Requirements - Turn the lines of the entries into a numbered list with blank lines omitted, beginning at the line that contains "In this exercise you will find the wheel" and stopping after the line that contains "[(525, 712), (1129, 567), (351, 691)]". Include no other lines.

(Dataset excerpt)
"""
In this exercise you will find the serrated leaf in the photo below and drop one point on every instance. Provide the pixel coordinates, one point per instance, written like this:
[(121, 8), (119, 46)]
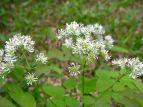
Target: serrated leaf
[(88, 100), (70, 84), (120, 49), (89, 85), (54, 91), (71, 102), (21, 98), (102, 84), (6, 103), (56, 103)]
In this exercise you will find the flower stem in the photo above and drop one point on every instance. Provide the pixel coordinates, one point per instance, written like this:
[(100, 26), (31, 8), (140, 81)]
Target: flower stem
[(26, 60), (83, 77)]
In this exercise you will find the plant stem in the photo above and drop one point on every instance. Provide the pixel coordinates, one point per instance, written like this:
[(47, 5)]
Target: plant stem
[(83, 77), (26, 61)]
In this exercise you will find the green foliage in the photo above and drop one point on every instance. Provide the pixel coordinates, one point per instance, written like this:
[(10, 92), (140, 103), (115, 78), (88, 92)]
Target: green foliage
[(23, 99), (41, 18), (70, 84), (54, 91), (6, 103)]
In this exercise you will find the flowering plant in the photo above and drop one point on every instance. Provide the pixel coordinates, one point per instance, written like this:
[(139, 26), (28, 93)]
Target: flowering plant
[(85, 85)]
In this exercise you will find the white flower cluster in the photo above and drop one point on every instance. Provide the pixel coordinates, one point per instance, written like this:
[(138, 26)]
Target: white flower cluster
[(134, 64), (41, 58), (74, 69), (30, 78), (86, 40), (8, 55)]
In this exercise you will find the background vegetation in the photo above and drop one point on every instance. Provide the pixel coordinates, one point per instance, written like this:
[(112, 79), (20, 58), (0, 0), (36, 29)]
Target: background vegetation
[(123, 19)]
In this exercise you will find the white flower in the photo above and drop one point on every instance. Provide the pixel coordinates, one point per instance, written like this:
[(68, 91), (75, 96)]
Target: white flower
[(30, 78), (134, 64), (86, 40), (41, 58), (109, 41), (8, 55), (68, 42), (74, 69), (1, 54)]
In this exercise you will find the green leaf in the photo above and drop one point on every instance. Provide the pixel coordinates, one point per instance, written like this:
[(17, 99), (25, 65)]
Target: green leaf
[(56, 103), (89, 85), (54, 91), (88, 100), (71, 102), (102, 84), (120, 49), (139, 85), (70, 84), (106, 74), (6, 103), (21, 98), (17, 73)]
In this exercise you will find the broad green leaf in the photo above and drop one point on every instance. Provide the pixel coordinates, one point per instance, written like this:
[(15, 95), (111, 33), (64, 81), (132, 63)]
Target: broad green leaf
[(70, 84), (54, 91), (104, 99), (71, 102), (89, 85), (56, 103), (88, 100), (103, 84), (5, 102), (106, 74), (21, 98), (17, 73), (139, 85)]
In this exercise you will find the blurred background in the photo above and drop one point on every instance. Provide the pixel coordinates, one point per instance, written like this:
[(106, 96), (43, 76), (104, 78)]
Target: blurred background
[(41, 19), (123, 19)]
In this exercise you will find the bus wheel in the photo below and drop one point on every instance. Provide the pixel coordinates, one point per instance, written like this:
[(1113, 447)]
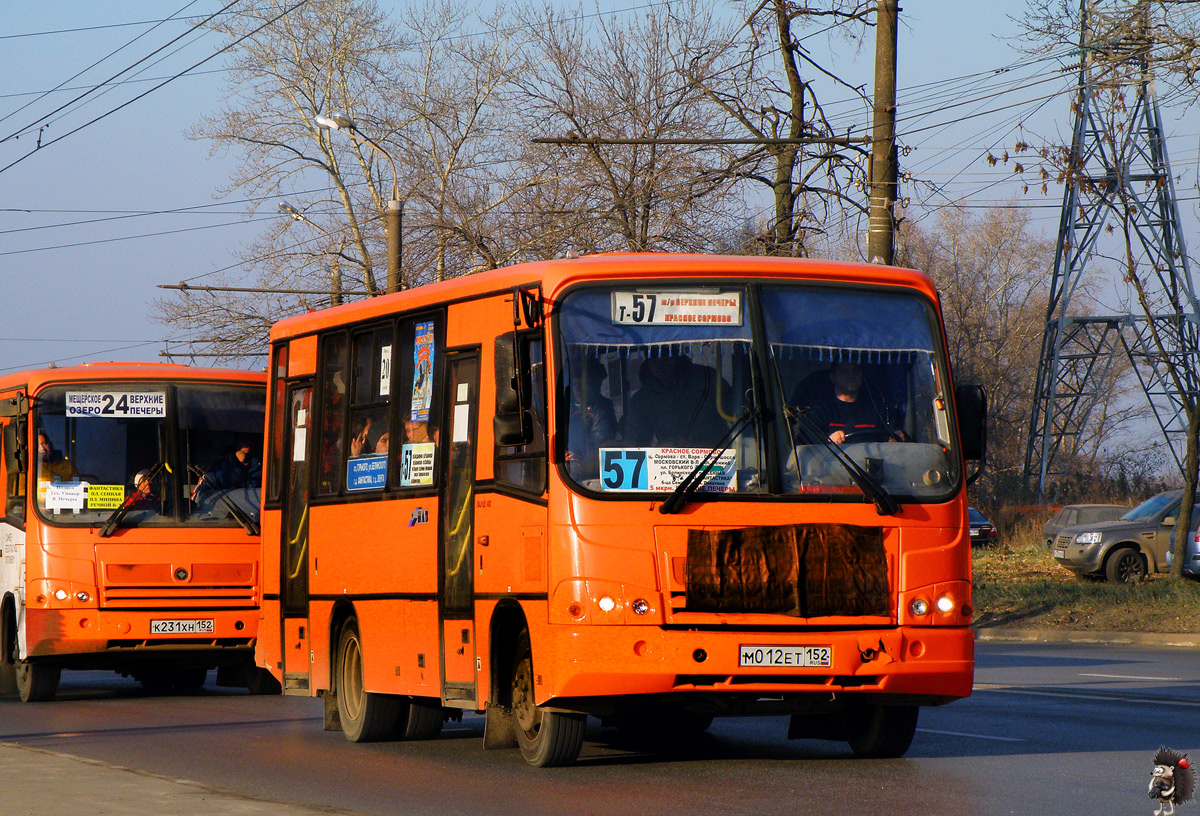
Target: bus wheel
[(36, 683), (420, 719), (366, 715), (883, 731), (546, 738)]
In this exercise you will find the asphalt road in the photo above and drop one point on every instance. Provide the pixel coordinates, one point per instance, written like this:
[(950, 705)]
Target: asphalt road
[(1050, 729)]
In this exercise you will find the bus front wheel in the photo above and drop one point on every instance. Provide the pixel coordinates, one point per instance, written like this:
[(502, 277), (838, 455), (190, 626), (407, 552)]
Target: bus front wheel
[(545, 738), (36, 683), (883, 731), (366, 715)]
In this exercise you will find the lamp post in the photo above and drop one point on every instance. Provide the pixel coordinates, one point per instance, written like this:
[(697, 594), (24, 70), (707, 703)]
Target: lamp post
[(335, 273), (394, 214)]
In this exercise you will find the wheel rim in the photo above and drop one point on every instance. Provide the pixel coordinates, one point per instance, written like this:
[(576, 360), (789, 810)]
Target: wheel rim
[(525, 712), (1129, 567), (351, 691)]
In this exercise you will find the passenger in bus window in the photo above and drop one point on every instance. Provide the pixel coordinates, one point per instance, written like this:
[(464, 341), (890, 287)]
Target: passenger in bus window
[(144, 496), (360, 439), (593, 421), (676, 405), (418, 431), (52, 465), (850, 409)]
"""
Answer to the problem -
1. In this exercise you will find the wheel rim in the photo above and drop one point on every instance. Provide the pixel coordinates, one point per instance, written like this:
2. [(576, 360), (789, 810)]
3. Target: wheel rim
4. [(525, 712), (1129, 567), (351, 691)]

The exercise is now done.